:: Input records ::

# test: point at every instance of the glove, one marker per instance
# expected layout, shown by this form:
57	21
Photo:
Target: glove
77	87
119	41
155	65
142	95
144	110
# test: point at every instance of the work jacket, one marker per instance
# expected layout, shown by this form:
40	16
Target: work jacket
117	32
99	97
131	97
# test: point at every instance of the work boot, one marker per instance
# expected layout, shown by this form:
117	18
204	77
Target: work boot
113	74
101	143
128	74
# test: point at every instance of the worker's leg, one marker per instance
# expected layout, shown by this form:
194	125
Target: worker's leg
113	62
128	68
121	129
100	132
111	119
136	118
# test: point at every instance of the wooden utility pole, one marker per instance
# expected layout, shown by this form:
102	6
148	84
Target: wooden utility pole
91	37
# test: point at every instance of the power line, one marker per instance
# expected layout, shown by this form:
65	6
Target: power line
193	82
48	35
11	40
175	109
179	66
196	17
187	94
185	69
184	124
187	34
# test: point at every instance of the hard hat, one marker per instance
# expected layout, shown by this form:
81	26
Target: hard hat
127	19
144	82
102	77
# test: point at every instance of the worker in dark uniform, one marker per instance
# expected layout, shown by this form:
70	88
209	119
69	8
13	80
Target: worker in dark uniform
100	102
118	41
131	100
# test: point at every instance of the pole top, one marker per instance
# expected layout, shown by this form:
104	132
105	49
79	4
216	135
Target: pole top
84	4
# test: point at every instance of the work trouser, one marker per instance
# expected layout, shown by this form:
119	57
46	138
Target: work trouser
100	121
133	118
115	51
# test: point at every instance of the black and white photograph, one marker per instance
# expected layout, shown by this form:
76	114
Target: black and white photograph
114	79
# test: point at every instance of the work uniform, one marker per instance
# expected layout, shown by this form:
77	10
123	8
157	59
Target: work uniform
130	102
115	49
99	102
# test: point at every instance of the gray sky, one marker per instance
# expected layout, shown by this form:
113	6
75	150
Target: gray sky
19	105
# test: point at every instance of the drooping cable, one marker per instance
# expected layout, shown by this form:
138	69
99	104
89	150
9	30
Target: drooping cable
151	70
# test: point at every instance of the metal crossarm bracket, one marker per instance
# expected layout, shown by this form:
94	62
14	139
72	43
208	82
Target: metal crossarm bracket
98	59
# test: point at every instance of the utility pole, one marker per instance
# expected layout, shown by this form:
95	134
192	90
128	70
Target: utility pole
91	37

:::

Copy every line of the material above verbatim, preserving its order and spacing.

# test: point at every instance of the glove, one marker per instance
# expected layout, shown by this form:
57	21
Photo:
Target: glove
77	87
119	41
155	65
142	95
144	110
# test: point at every instance of the work jacket, one marker per instance
# expected layout, shown by this form:
40	16
Target: work jacket
117	32
99	97
131	97
# test: point at every instance of the work boot, one marker per instance
# expected layout, shown by this form:
117	18
204	77
Target: work boot
113	74
101	143
128	74
# test: point at every instance of the worker's leg, one marker per instance
# expected layout, shown by this form:
194	125
Target: worker's leg
113	62
128	68
121	129
100	132
111	119
136	118
# test: point at every instance of the wooden utility pole, one marker per instance
# expected layout, shown by this form:
102	6
148	84
Target: wooden utility pole
91	37
# test: point at every instance of the power line, one marker per instance
# expected layout, shown by this form:
65	6
Target: power line
193	82
48	35
11	40
175	109
179	66
196	17
187	94
185	69
184	124
187	34
# test: point at every instance of the hard hat, one marker per instance
# expected layout, shown by this form:
81	26
Target: hard hat
127	19
144	82
102	77
# test: point at every instance of the worker in dark uniform, one marker per instance
# expected layout, shown by this form:
70	88
209	119
69	8
13	80
Target: worker in dark uniform
100	102
118	41
131	100
# test: point at every instance of the pole top, one marker per instance
# expected layout, shown by this form:
104	132
105	49
79	4
216	135
Target: pole top
84	4
# test: point at every instance of the work trouser, one marker per instance
# expected layout, shown by this form:
119	57
46	138
Target: work trouser
100	121
133	118
115	51
# test: point at every instance of the black and white photograph, one marker per instance
# expected layout, shown by this form:
76	114
Target: black and white photograph
114	79
# test: point at every instance of the work uniform, one marker per instance
# expected layout, shown by this form:
77	10
123	8
157	59
Target: work uniform
130	102
115	49
99	102
# test: point at every instance of the gray sky, one marker per instance
# expected layout, shown by this form:
113	6
75	150
Target: gray sky
19	105
# test: point at every instance of the drooping cable, one marker per instance
# expected layout, shown by this form:
138	69
99	104
89	150
9	30
Target: drooping cable
151	70
# test: point at every instance of the metal crossarm bracket, one marker per instance
# expected layout, shown by this form:
94	62
14	139
72	43
208	82
Target: metal crossarm bracket
98	59
# test: point at every instance of the utility pole, one marker per instance
# expected layout, shown by this form:
95	134
192	90
128	70
Target: utility pole
91	37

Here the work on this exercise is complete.